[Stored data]

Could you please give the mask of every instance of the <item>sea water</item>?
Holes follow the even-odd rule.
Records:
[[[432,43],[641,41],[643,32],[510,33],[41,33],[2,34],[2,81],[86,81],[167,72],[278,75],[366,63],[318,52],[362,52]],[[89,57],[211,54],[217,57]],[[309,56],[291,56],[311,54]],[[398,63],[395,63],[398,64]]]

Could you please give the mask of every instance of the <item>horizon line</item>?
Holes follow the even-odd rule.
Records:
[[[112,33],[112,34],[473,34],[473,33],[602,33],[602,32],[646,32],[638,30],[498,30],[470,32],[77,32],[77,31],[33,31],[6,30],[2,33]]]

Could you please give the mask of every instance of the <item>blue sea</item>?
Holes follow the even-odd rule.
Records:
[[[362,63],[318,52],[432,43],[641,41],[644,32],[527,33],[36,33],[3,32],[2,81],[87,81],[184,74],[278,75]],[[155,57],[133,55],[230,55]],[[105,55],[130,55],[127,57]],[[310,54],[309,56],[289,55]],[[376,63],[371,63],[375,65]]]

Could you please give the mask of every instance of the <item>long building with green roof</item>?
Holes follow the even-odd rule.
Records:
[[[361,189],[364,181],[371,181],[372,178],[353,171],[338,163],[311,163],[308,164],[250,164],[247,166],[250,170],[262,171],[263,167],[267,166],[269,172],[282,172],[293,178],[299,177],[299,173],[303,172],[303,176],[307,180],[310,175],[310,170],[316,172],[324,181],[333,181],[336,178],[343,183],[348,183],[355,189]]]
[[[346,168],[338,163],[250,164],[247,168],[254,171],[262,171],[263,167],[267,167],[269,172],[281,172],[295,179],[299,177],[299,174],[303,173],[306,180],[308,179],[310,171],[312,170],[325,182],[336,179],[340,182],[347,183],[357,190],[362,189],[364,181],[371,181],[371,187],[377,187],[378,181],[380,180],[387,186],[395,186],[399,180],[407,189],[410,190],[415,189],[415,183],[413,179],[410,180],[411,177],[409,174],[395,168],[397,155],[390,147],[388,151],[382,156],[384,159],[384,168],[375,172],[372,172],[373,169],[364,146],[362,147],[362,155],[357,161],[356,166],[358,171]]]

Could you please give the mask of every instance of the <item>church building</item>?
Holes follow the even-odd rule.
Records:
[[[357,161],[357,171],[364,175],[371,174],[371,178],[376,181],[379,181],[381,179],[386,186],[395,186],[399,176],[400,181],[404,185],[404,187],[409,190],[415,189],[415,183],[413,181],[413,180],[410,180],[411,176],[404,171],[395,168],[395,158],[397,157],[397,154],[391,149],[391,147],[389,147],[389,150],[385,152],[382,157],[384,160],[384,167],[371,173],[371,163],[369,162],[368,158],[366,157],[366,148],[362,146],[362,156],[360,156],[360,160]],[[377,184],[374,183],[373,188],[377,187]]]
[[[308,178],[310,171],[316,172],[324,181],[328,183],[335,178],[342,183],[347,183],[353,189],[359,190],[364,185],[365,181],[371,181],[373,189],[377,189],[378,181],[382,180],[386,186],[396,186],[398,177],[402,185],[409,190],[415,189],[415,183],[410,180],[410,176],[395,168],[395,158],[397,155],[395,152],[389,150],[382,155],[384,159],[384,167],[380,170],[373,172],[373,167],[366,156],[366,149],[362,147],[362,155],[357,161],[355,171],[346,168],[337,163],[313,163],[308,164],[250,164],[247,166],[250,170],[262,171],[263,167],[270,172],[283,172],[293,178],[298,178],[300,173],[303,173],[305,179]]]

- _Task details_: Pick out every line in the entries above that contains the string "building", and copy each one as it appears.

- _Response to the task_:
Could you please give the mask of every instance of the <item>long building with green roof</item>?
Could you please give the mask of every instance of the <item>church building</item>?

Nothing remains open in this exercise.